**Work instructions**
Word for word, retype every entry in the listing.
#### Stored rows
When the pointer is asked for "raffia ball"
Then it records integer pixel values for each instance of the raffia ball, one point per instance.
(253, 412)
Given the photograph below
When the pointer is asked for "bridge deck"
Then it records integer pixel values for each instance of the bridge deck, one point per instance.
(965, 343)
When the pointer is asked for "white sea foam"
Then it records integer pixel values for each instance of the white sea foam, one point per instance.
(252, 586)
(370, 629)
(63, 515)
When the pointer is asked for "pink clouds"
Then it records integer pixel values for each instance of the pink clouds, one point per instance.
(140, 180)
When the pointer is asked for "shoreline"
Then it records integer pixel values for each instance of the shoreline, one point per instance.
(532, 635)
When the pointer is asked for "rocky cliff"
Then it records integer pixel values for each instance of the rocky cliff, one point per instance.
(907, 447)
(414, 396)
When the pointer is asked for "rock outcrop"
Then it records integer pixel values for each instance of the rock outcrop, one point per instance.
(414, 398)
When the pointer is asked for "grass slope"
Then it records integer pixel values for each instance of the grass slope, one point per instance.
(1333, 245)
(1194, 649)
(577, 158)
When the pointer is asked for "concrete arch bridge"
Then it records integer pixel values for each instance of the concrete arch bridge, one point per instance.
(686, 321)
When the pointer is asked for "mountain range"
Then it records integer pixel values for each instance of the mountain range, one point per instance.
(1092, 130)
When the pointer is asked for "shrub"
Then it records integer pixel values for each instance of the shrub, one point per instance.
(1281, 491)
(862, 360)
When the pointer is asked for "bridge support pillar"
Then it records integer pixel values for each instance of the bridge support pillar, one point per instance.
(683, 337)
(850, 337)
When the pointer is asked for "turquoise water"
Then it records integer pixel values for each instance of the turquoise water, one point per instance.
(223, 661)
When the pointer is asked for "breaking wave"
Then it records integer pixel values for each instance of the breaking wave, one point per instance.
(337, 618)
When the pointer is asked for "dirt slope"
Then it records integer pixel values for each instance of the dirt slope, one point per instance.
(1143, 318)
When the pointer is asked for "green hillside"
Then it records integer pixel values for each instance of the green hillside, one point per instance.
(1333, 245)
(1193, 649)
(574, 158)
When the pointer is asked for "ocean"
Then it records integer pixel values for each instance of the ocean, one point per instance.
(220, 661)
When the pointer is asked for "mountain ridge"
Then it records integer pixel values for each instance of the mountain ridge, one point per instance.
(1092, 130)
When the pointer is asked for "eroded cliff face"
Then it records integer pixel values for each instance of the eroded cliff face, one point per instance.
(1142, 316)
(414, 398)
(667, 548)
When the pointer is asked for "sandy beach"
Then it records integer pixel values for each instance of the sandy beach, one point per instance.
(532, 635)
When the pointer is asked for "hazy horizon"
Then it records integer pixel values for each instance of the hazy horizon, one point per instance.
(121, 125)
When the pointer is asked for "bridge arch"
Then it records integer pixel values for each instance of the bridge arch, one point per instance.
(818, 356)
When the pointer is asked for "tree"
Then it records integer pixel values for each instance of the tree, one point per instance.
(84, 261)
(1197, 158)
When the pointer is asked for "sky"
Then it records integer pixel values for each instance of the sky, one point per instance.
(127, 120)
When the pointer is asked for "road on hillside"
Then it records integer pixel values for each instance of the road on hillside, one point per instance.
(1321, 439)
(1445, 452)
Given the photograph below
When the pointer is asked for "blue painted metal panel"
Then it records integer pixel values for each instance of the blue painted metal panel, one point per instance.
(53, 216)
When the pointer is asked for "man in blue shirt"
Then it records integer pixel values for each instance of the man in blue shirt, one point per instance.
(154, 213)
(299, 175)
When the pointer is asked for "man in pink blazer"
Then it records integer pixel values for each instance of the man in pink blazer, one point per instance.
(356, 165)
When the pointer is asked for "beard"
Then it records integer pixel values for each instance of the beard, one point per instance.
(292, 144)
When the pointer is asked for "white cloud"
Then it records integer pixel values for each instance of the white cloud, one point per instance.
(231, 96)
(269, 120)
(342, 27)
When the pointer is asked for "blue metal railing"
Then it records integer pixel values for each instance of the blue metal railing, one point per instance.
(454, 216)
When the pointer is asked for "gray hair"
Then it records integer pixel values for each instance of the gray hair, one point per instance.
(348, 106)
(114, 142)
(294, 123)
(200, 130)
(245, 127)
########
**The reply**
When the pointer is asked for "raffia ball"
Then it records integer pixel values for each instance of the raffia ball, one point per instance.
(253, 412)
Given the photograph below
When the pointer is asked for "bridge deck"
Then it records integer pixel values for each instance of the bridge deck, one point per instance.
(965, 343)
When the pointer is asked for "white sea foam"
Then it records integer pixel values for each instance of the white sea foam, one point per instance.
(252, 586)
(370, 629)
(63, 515)
When the pointer is asked for "pink clouds"
Then it records integer pixel values for each instance of the pink clouds, one point per instance.
(140, 180)
When the pointer is asked for "shoreline"
Then it records integer pixel values for each instance of the shoreline, one point per instance.
(532, 635)
When the pointer is asked for "rocky cliff"
Then it records integer pixel values for each instance of the rocky cliff, one point per instance.
(907, 447)
(414, 396)
When the pointer is asked for "rock outcrop"
Then it records integer pixel values for each instance of the rock outcrop, one point per instance.
(414, 398)
When the pointer is asked for "grass slope"
Then it records integer pixel values for each instance of the grass slope, one point per instance.
(1333, 245)
(1194, 649)
(577, 158)
When the pointer is asked for "concrete arch bridge"
Then it records integer pixel values for each instance of the concrete arch bridge, one point per instance.
(686, 321)
When the pointer is asked for "mountain range"
Then it records integer pixel values for each instance of the mountain range, one point per instance.
(1092, 130)
When the pointer is asked for "shrub"
Then it records integer pixel values for each instance of the shrub, one point per instance.
(1281, 491)
(862, 360)
When the pointer is asked for "bridge support pillar"
Then it records integer pixel values for each instance of the bridge support pillar, one point per instance.
(683, 337)
(850, 337)
When the pointer is asked for "turquoise water"
Then it records integer pixel values for each instance of the turquoise water, one point per instance.
(223, 661)
When the pointer is asked for "breaking wave"
Then it records integer pixel values for each instance of the breaking wave, one point per instance.
(337, 618)
When the pointer is asked for "dirt slope"
Then it records integer pixel values for each instance of the dirt slope, one point per instance.
(1143, 318)
When the pointer is asked for "green hillside"
Then it records integer pixel values for each instance of the green hillside, one point per instance.
(1333, 245)
(1193, 649)
(574, 158)
When the pointer is asked for "ocean"
Then it records integer pixel values for each instance of the ocean, one point per instance.
(220, 661)
When the pointer is asked for "mountain ridge"
Then it records integer pixel values for each instance of the mountain ridge, one point per instance.
(1092, 130)
When the pointer is asked for "eroded cliff face"
Then it records integer pixel values for each instance of the eroded cliff face, one point per instance.
(1142, 316)
(414, 398)
(667, 548)
When the pointer is asked for "sandy beach"
Then it records integer pixel values for each instance of the sandy beach, one point per instance.
(532, 635)
When the pointer is asked for "hazy horizon"
Then it records integer pixel values for each instance of the hazy horizon, one point per instance.
(121, 125)
When the pointer is asked for "bridge arch"
Then it records integer pixel values for each instance of the bridge arch, one point per instance.
(818, 356)
When the pointer is asked for "tree"
Then it records integer pixel values for each instance of the tree, one point per instance.
(84, 261)
(1197, 158)
When the pointer is asked for "sky"
Then it records integer pixel values for each instance of the sky, one point per instance.
(127, 120)
When the pointer is asked for "road on hillside"
Then it records integer pixel values for each instance of the road on hillside, one point per instance.
(1321, 439)
(1445, 452)
Given the photograph below
When the pointer is asked for "blue painted metal panel"
Then it records integer pixel values for each instance of the blue painted metal panel, one point per instance.
(53, 216)
When the pointer is asked for "man in blue shirt"
Then it records integer pixel values for each instance of the man in blue shirt, one point per instance.
(154, 213)
(299, 175)
When the pointer is asked for "man in pink blazer"
Then it records integer pixel values for each instance of the man in pink blazer, one point per instance.
(356, 165)
When the pointer is asked for "beard"
Then it records integer pixel values for each instance of the beard, one point per instance.
(292, 144)
When the pointer is asked for "white cloud"
Then it records integer pixel values for each instance of the white cloud, one point per instance.
(231, 96)
(269, 120)
(342, 27)
When the pointer is asked for "blue metal railing"
Then it records integer pixel values for each instance of the blue metal railing, one point per instance.
(454, 216)
When the pointer is asked for "gray hair"
Then it records integer pixel values for each instance of the gray hair, one point per instance.
(348, 106)
(114, 142)
(294, 123)
(200, 130)
(245, 127)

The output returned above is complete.